To remove the noise, we can generate a cumulative discovery curve. Apart from missing out on the cumulative data from the years post-1858 to the initial year of collected data, we can generate a good fit to the curve with an n=6 power-law dispersive growth function. (Note that the curve has a constraint to start in 1858, i.e. t=0, the "official" date which signalled the beginning of serious oil exploration)
The oil shock parameters include a fallow latency of 6 years, a construction latency of 8 years, and a maturation latency of 10 years. It also includes the following extraction rate shock profile
Interesting that this gives a production peak around the year 2010, even
though the effective URR from the Shell discovery data amounts to 3.5 trillion
barrels -- much higher than the lowball 2+ trillion estimate commonly bandied
about by pessimistic peak oil analysts (note that the shell estimates uses the
somewhat ambiguous "barrels of oil equivalent").
We can further substantiate the discovery fit by applying it to the USA data subset. For instance, let's consider what would happen if we used the same parameters from the global data to estimate U.S. discoveries. Note that the same constants (i.e. k and n=6) are used, but we change the Dd to reflect a fractional area of the US in comparison to the world.
World Land Area = 150,000,000.0 km2So to first-order, the Dd for USA is 1/15th that of the world's Dd (Roland Watson posted a similar sanity check recently on TOD with reference to USA and world URR). The following figure lays the cubic-quadratic discovery curve on top of Laherrere's data.
USA Land Area = 10,000,000.0 km2
Within an order-of-magnitude, the fit doesn't look out-of-place. In the context of swept volume, it means that the USA reached its limit of easily discovered oil quicker than the rest of the world, which makes sense as serious oil exploration started in the USA.
As for as other criticisms, I suppose one could question the actual relevance of a power-law growth as a driving function. In fact the formulation described here supports other growth laws, including monotonically increasing exponential growth. Furthermore, one could question whether we can sustain a power-law growth in the future, which together with extraction rate extrapolations, will have a significant impact on how future production will conceivably pan out. And to account for any further reserve growth, the fact that much of the fit curve occurs before the peak happens means that past discovery estimates have had a chance to mature and we have more confidence in the discovery decline profile. In my opinion, this makes it a fairly conservative estimator -- to substantiate this take a look at the huge effective URR for the Shell discovery data, which in all likelihood includes reserve growth, and note how it only impacts the peak date a few years from my previous shock model prediction of 2004 (which had no extrapolated future discovery data and used solely Laherrere's discovery data which had a much lower effective URR of around 2000 GBls).
Or, one could question the impact of super-giant discoveries on the smoothened discovery plot. Statistically, super-giants get treated like anything else in this model and they populate the volume with the same randomness. Predictably, one could also question the absence of deep geologic or economic considerations in the model. The canned response to that line of questioning is second nature to a seasoned statistical mechanic: physicists and other scientists apply such stochastic approximations all the time without a lot of fundamental problems. Why should this stochastic model become an exception to the rule?

**Exercise instructions**
(1) In the oil discovery passage, what construction latency do the oil shock parameters include?
(2) For each statement, decide whether the oil discovery passage agrees with it, and back each yes or no with a quote from the passage. (a) The model gives a production peak around the year 2010. (b) The effective URR from the Shell discovery data is about 2 trillion barrels. (c) The USA reached its limit of easily discovered oil sooner than the rest of the world.
(3) Continue the oil discovery passage, starting after its final sentence.

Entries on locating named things

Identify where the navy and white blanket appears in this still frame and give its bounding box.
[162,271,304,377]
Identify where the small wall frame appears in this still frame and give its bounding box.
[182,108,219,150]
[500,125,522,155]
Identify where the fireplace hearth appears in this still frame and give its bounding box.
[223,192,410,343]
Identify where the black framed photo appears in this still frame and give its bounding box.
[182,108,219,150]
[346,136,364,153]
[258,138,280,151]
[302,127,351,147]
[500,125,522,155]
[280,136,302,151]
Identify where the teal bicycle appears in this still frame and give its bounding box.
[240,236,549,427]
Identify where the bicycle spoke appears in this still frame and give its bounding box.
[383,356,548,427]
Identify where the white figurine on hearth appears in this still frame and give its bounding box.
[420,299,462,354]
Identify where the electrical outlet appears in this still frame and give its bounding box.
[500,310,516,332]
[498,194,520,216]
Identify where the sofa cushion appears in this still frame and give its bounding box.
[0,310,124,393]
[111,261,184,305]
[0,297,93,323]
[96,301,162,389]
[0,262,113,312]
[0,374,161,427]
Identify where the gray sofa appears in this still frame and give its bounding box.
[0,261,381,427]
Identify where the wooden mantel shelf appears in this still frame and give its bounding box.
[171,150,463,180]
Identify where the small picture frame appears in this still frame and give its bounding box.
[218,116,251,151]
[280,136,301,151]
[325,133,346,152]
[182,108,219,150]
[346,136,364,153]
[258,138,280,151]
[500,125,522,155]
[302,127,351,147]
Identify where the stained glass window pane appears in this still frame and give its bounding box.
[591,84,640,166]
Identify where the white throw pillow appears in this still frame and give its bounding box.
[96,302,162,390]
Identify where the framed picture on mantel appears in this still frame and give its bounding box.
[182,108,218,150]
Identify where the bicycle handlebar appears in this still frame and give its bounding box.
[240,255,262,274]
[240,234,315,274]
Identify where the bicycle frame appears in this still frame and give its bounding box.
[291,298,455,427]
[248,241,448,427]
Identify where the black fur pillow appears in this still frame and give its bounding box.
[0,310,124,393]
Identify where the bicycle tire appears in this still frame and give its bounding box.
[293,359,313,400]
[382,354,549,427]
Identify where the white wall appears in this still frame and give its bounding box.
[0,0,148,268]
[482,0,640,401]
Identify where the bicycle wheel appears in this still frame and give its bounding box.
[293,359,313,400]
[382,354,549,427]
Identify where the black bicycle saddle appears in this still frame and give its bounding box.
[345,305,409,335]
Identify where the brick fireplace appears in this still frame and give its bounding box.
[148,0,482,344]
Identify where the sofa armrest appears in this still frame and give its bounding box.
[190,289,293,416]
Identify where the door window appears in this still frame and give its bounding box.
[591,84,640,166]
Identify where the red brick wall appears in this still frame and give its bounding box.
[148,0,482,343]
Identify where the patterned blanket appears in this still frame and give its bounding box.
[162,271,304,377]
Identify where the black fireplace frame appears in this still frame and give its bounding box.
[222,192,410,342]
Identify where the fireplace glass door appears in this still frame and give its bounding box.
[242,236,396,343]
--
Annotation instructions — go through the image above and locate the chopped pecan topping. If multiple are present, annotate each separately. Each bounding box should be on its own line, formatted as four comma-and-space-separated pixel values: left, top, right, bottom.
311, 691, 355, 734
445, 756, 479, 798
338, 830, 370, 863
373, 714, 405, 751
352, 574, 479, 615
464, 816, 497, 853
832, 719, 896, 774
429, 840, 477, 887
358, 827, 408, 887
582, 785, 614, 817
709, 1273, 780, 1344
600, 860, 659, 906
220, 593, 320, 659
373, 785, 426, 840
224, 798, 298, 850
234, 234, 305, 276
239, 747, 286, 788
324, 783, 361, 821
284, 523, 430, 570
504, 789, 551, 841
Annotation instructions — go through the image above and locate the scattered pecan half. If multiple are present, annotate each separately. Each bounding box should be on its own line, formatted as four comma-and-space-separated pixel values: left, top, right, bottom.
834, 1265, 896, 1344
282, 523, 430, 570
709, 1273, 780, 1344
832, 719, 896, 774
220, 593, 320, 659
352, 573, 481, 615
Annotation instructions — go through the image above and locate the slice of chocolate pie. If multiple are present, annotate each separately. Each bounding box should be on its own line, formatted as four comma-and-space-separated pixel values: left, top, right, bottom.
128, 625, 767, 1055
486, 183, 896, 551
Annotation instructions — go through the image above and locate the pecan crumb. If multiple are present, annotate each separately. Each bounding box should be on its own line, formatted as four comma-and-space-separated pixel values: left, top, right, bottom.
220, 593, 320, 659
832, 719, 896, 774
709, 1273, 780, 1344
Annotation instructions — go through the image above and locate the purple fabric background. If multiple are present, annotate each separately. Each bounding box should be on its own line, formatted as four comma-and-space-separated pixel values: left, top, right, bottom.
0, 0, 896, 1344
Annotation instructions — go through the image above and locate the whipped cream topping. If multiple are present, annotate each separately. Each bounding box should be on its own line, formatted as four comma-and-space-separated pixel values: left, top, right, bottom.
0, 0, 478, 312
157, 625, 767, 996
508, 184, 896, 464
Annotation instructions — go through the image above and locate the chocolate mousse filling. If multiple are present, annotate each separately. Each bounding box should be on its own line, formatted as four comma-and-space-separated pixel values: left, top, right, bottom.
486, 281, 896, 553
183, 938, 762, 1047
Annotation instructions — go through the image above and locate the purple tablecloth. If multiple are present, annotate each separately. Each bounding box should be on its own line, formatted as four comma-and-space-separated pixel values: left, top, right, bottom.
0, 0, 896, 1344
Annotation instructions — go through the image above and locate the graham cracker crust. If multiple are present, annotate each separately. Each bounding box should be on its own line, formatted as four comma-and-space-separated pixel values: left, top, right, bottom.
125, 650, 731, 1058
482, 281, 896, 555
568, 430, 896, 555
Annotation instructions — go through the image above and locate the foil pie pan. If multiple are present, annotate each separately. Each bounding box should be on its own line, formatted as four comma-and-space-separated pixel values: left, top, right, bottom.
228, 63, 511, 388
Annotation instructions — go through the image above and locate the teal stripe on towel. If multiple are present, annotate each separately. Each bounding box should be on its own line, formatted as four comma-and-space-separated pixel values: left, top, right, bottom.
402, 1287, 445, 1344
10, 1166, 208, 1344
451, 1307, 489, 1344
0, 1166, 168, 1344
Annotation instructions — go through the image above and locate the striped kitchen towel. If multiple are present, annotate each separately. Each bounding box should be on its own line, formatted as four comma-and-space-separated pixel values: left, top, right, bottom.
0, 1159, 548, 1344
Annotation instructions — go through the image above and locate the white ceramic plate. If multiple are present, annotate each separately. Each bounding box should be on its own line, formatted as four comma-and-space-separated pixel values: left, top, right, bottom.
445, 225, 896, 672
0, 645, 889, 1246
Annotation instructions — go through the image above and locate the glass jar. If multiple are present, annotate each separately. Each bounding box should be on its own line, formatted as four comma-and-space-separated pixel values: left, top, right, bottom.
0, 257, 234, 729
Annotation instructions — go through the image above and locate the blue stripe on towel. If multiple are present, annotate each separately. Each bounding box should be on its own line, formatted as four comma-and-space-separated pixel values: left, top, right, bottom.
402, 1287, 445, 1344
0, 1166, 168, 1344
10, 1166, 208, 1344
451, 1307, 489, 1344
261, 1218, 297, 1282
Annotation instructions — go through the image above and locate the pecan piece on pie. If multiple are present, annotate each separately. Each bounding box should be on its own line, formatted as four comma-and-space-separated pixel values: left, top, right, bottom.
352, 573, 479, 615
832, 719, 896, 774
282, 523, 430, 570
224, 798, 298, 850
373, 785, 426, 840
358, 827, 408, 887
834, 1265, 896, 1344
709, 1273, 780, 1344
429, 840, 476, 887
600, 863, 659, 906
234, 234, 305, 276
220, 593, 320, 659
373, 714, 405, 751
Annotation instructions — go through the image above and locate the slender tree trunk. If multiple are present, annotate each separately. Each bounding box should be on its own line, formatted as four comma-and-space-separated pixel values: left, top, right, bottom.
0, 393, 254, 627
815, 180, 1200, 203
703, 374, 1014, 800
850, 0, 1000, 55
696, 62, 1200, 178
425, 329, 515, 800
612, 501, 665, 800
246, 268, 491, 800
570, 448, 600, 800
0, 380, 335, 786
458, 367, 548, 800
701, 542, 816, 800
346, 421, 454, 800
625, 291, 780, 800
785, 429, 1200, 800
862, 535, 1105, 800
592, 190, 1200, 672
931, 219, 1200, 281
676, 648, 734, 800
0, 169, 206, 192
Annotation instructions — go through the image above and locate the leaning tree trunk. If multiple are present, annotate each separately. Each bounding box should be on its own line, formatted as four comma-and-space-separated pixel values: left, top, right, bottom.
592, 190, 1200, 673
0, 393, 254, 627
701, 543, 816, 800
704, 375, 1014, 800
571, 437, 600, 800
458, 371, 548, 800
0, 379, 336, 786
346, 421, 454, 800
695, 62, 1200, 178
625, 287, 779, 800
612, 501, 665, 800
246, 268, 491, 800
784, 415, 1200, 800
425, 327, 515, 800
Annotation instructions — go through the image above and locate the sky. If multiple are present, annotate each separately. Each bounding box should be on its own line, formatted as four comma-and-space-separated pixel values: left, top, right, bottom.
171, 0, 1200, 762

**Task-by-task answers**
(1) 8 years

(2)
(a) Yes: "this gives a production peak around the year 2010"
(b) No: "the effective URR from the Shell discovery data amounts to 3.5 trillion barrels"
(c) Yes: "the USA reached its limit of easily discovered oil quicker than the rest of the world"

(3)
I also have not opened up the future possibility of a levelling out or even general decline in discovery search effort. I gave this some serious effort in past blog postings, but realized that this would give too pessimistic a prediction and perhaps too much of an artificial constraint.
Finally, one could question why no one else in the oil industry thinks in terms of this kind of discovery model, in other words, why hasn't someone else found this proverbial needle in a haystack? Don't ask me; for all I know, an analyst in some energy corporation's back room has come up with the same idea and it has transformed into filing-cabinet intellectual property with no hope of seeing the light of day (i.e. what good would it do them financially?). Or perhaps, a similar idea remains buried in some academic journal, for which I lack the resources to discover on my own. But if my approach indeed has some originality and correctness to it, I can rationalize this with a more mundane explanation that comes from, in part, my experiences in solving problems in the research and software world. Occam says to rely on the simplest explanation to a problem; but what happens when two sufficiently separate but equally fundamental explanations contribute to a greater understanding? In these cases, we have to overcome the inertia of conventional wisdom.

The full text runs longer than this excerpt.